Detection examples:
++++++++++

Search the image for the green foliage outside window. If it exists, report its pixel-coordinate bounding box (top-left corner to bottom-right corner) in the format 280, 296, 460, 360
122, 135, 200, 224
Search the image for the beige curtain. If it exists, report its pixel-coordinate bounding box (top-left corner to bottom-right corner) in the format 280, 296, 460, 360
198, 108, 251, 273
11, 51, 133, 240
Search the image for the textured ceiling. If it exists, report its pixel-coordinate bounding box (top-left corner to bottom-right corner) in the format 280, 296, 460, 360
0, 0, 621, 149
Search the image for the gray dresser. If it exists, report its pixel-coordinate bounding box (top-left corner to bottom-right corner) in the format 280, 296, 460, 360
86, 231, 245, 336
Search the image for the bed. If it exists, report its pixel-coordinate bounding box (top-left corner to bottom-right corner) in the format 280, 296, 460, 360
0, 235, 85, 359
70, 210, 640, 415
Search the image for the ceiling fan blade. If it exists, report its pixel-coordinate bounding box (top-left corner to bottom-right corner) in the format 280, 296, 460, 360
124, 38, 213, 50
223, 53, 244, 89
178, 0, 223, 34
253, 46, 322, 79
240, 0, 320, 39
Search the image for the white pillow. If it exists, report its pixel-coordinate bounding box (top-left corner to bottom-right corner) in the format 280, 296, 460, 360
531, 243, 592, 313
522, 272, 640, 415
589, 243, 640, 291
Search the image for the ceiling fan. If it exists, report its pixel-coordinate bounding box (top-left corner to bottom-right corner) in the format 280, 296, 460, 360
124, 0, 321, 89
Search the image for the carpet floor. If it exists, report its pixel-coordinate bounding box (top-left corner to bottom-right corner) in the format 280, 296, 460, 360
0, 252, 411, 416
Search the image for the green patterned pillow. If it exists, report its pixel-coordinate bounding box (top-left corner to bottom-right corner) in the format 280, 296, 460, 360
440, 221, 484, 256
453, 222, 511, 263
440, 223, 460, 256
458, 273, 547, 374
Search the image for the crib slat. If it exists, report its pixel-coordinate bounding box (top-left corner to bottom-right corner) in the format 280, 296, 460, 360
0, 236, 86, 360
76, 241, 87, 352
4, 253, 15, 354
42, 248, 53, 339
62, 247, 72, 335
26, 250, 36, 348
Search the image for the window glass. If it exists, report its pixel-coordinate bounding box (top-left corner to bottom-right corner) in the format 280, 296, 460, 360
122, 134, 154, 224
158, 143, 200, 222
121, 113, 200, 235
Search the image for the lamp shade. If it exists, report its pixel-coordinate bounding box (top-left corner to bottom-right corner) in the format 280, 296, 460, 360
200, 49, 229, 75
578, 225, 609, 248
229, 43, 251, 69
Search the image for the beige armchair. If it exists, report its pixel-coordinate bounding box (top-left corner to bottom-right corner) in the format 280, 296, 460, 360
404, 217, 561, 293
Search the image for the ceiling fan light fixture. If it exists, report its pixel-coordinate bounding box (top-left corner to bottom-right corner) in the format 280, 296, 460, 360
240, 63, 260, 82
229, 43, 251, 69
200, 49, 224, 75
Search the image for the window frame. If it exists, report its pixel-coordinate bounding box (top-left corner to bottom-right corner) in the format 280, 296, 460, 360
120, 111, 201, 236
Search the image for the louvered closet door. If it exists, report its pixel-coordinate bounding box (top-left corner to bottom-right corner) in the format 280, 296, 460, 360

++++++++++

== Requirement ==
Reproduce all the rows above with "bounding rectangle" substituted for every "bounding box", changing nothing else.

== Task response ==
Search the image for the green foliage outside window. If it exists, report its pixel-coordinate bounding rectangle (top-left corner to bottom-right corner) in the format 280, 296, 460, 360
122, 135, 200, 224
Search the image for the beige curtain. If it exists, report its pixel-coordinate bounding rectangle (top-left corner to bottom-right corner) in the format 280, 296, 460, 360
198, 108, 251, 273
11, 51, 133, 240
Search the image for the textured ceiling. If it exists, report its pixel-coordinate bounding rectangle (top-left corner to bottom-right corner) in the format 280, 296, 460, 360
0, 0, 621, 149
Search the image for the gray dresser. If it exists, report its pixel-coordinate bounding rectangle (top-left corner to bottom-right corner) in the format 280, 296, 460, 360
86, 231, 245, 336
Search the image for the bed. If it exists, report its pixel-coordinate bounding rectangle (top-left corner to bottom-right corner) in the format 280, 296, 460, 360
0, 235, 85, 359
70, 210, 640, 415
Search the image for the ceiling fan blade. If it exists, report its pixel-coordinate bounding rectangle (top-left corner to bottom-right corner) in the format 280, 296, 460, 360
124, 38, 213, 50
223, 53, 244, 89
178, 0, 223, 34
253, 46, 322, 79
240, 0, 320, 39
Search the image for the white pillow. If it exists, report its pixel-coordinate bounding rectangle (top-left corner to bottom-right corner) in the format 280, 296, 460, 360
531, 243, 592, 313
522, 272, 640, 415
589, 243, 640, 291
Search the image for the ceiling fan. If it exists, report its pixel-coordinate bounding rectangle (top-left corner to bottom-right corner) in the format 280, 296, 460, 360
124, 0, 321, 89
Search the image for the carpet floor. If it exists, report its pixel-coordinate bounding rectangle (top-left corner to bottom-right corner) in the format 280, 296, 460, 360
0, 252, 411, 416
Search the image for the green patterned pillow. If it exists, report its pixel-coordinate bounding rectangle (top-left corner to bottom-right corner) in the format 280, 296, 460, 360
440, 221, 484, 256
453, 222, 511, 263
440, 223, 460, 256
458, 273, 547, 374
Search the image for the crib slat. If it exists, report its pixel-coordinate bounding rectangle (top-left corner to bottom-right corner) in the format 280, 296, 460, 360
0, 236, 86, 360
76, 241, 87, 352
4, 253, 15, 354
42, 248, 53, 339
62, 247, 72, 335
26, 250, 36, 348
Search the image for the window glass. If it exists, report its pixel-coordinate bounding rectangle (top-left corner to bottom-right corner) in the format 280, 296, 460, 360
122, 134, 154, 224
158, 143, 200, 222
121, 113, 200, 235
Search the image for the lamp shade. If it exists, report its pixel-coordinate bounding rectangle (top-left corner to bottom-right corner) in the format 280, 296, 460, 360
200, 49, 229, 75
578, 225, 609, 248
229, 43, 251, 69
Search the image for the beige armchair. If it exists, report its pixel-coordinate bounding rectangle (top-left corner to bottom-right corner) in the format 280, 296, 460, 360
404, 217, 561, 293
Search the image for the ceiling fan light fixture. If it exists, report its pixel-coordinate bounding rectangle (top-left corner to bottom-right corner) in the format 280, 296, 460, 360
240, 63, 260, 82
229, 43, 251, 69
200, 49, 224, 75
Search the image for the window frame. If it exists, report its pixel-coordinate bounding rectangle (top-left corner to bottom-right corner) in the format 280, 296, 460, 360
120, 111, 201, 236
Search the image for the louvered closet door. If it exists, report its pixel-coordinate bounding rectangle (top-left corner to bottom-right corner) in the format 280, 296, 460, 360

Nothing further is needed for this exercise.